Supplied passage:

Hradební No. 60
Description of the Building:
A one-storey
house with a Classical front, articulated by lisenas and roughly
plastered moulded window frames. An extensive layout of the ground
floor is vaulted with barrel vaults with sectors. The upper floor
has flat ceilings, only the staircase landings are vaulted. The
building is situated on a slope and the cellars in the direction of
the river are placed above ground level. The house has a curb
roof.
Architectural and Historical
Development:
The house was built as a new work in
1798 on the site of an older building. The masonry of its
Rennaissance ancestor and the town walls was used for its
construction (we can notice the remains of a circular construction
in the cellar - probably a circular bastion). The other
reconstructions around 1860 concerned mainly the elevation of the
protective wall along the bank of the Vltava river. In 1923 another
renovation was carried out and the attic was built in. The building
was renovated later on in the 60s of this century and in 1997 a
complete reconstruction of the building was done, and some previous
inadequate interferences were removed.
Facade development:
No findings from the
Middle Ages were discovered. On the basis of a small scale of the
scraped plaster we can only assume a possibility of grafitto
decoration on the facade of a ground-floor building during the
Renaissance period.
In the early-Barogue period the west facade was newly plastered in
white-and-brown colour and later in white-and-grey colour. The
motif of "ears" enlarged painted window shams in the corners.
Around the year 1799 the ground-floor building was rebuilt and made
a fundamental change in its shape. It became a large storey house
with its front divided by the lizen system with the windows in band
shams, and rustic-work on the ground-floor.
Some colourful modifications were discovered:
flesh-coloured-and-white hue was the oldest, then full-area spread
green-coloured coats of paint. The post war colourful modification:
ochre-and-white. The restoration of facade was done in 1997 in a
silicate coat of paint, the Classicism articulation was used
again.

Supplied information:

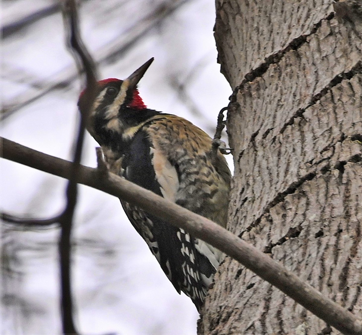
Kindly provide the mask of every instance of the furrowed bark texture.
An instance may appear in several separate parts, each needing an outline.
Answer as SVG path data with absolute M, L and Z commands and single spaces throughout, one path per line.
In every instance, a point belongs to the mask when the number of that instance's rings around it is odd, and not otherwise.
M 216 1 L 235 176 L 228 229 L 362 318 L 362 42 L 332 2 Z M 199 334 L 339 334 L 235 261 Z

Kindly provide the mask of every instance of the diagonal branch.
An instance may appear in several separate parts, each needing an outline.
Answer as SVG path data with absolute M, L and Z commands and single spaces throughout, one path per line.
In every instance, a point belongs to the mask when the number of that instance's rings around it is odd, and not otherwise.
M 0 139 L 1 139 L 0 138 Z M 69 178 L 71 163 L 3 139 L 3 157 Z M 344 334 L 362 335 L 362 321 L 302 281 L 279 263 L 210 220 L 113 173 L 79 167 L 76 181 L 131 202 L 190 232 L 236 259 Z

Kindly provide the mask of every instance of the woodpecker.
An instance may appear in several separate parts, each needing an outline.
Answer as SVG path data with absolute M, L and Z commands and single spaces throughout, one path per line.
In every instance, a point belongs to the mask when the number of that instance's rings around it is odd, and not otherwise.
M 191 122 L 147 108 L 137 85 L 153 59 L 125 80 L 98 82 L 87 130 L 111 172 L 225 227 L 231 177 L 226 160 L 212 139 Z M 78 102 L 81 110 L 84 96 Z M 200 312 L 221 252 L 121 202 L 177 291 L 189 297 Z

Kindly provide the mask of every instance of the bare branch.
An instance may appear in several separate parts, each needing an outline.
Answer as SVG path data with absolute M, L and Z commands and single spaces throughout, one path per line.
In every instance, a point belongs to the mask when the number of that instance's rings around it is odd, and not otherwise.
M 1 139 L 1 138 L 0 138 Z M 63 178 L 71 163 L 3 139 L 4 158 Z M 237 236 L 203 217 L 113 173 L 80 166 L 77 181 L 133 204 L 189 231 L 236 259 L 344 334 L 362 335 L 362 321 Z
M 19 218 L 7 213 L 0 213 L 2 219 L 11 223 L 16 223 L 25 226 L 47 226 L 54 225 L 59 222 L 59 217 L 50 219 L 30 219 L 28 218 Z
M 155 7 L 152 12 L 135 22 L 127 30 L 125 36 L 122 35 L 116 39 L 110 42 L 105 47 L 102 47 L 94 53 L 97 63 L 108 64 L 119 59 L 130 48 L 147 36 L 162 22 L 172 15 L 190 0 L 176 0 L 165 2 Z M 36 101 L 46 94 L 59 87 L 67 87 L 77 76 L 72 67 L 68 67 L 58 75 L 53 75 L 48 79 L 43 79 L 42 84 L 45 81 L 48 84 L 41 86 L 34 92 L 30 90 L 17 96 L 12 101 L 3 106 L 0 110 L 0 120 L 4 120 L 21 108 L 30 102 Z M 30 85 L 31 86 L 31 85 Z
M 85 124 L 89 111 L 96 97 L 97 75 L 95 64 L 85 48 L 80 37 L 76 5 L 75 0 L 67 0 L 64 4 L 63 18 L 67 41 L 73 54 L 80 73 L 82 69 L 85 72 L 87 88 L 83 93 L 85 103 L 80 106 L 80 122 L 77 138 L 73 163 L 71 167 L 69 181 L 67 187 L 67 205 L 59 217 L 61 230 L 59 241 L 60 258 L 62 289 L 62 323 L 64 334 L 76 333 L 73 318 L 73 303 L 71 290 L 70 255 L 71 239 L 73 218 L 77 204 L 78 184 L 83 143 L 85 132 Z

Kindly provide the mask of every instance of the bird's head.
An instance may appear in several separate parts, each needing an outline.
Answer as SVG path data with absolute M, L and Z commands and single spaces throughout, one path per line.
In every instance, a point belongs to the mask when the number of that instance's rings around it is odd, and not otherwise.
M 86 124 L 101 145 L 110 138 L 126 136 L 127 131 L 150 117 L 151 110 L 147 108 L 137 85 L 153 60 L 153 58 L 148 60 L 124 80 L 111 78 L 98 82 L 96 98 L 88 111 Z M 81 110 L 86 99 L 85 91 L 78 102 Z

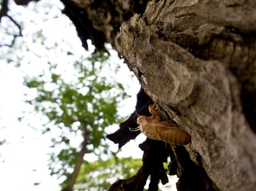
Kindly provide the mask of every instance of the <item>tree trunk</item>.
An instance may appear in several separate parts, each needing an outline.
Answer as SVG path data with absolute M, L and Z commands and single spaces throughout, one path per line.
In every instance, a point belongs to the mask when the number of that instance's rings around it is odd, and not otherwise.
M 110 43 L 134 71 L 146 93 L 136 110 L 149 115 L 157 102 L 162 117 L 192 138 L 185 146 L 147 140 L 138 174 L 110 190 L 142 190 L 151 175 L 149 190 L 156 190 L 160 180 L 166 183 L 161 163 L 168 156 L 179 190 L 255 189 L 254 1 L 62 2 L 84 47 L 87 39 L 99 50 Z M 121 147 L 136 135 L 130 126 L 135 114 L 109 138 Z

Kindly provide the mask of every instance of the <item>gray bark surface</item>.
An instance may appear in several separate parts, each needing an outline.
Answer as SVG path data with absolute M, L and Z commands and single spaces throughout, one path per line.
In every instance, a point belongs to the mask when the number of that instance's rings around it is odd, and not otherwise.
M 137 9 L 133 1 L 100 1 L 98 6 L 93 1 L 73 2 L 72 6 L 84 11 L 72 13 L 71 19 L 83 43 L 104 34 L 101 40 L 95 40 L 98 49 L 105 41 L 111 43 L 157 103 L 162 117 L 173 120 L 191 136 L 191 144 L 167 146 L 171 151 L 164 150 L 177 162 L 172 168 L 180 177 L 178 190 L 198 190 L 190 182 L 194 174 L 203 180 L 204 190 L 254 190 L 256 2 L 142 1 Z M 71 14 L 69 7 L 66 3 L 65 11 Z M 89 21 L 85 35 L 81 34 L 83 21 Z M 148 105 L 150 100 L 146 102 Z M 120 147 L 134 138 L 123 132 L 128 132 L 127 123 L 135 125 L 135 116 L 133 114 L 119 133 L 109 136 Z M 147 141 L 142 147 L 144 166 L 137 175 L 143 182 L 144 175 L 152 177 L 157 171 L 145 168 L 152 157 L 146 153 L 156 145 Z M 156 169 L 162 168 L 157 165 Z M 165 182 L 161 176 L 158 180 Z M 126 190 L 124 185 L 129 186 L 127 190 L 135 188 L 130 186 L 135 177 L 121 180 L 110 190 Z

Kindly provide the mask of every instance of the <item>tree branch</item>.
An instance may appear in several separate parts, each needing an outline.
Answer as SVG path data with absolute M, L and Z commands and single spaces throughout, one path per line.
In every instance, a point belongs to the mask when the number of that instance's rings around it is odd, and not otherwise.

Your objective:
Answer these from the description of Hradební No. 60 above:
(a) What type of roof does the house have?
(b) What was built in during the 1923 renovation?
(c) In what kind of paint was the facade restored in 1997?

Answer for the task:
(a) A curb roof.
(b) The attic.
(c) A silicate coat of paint.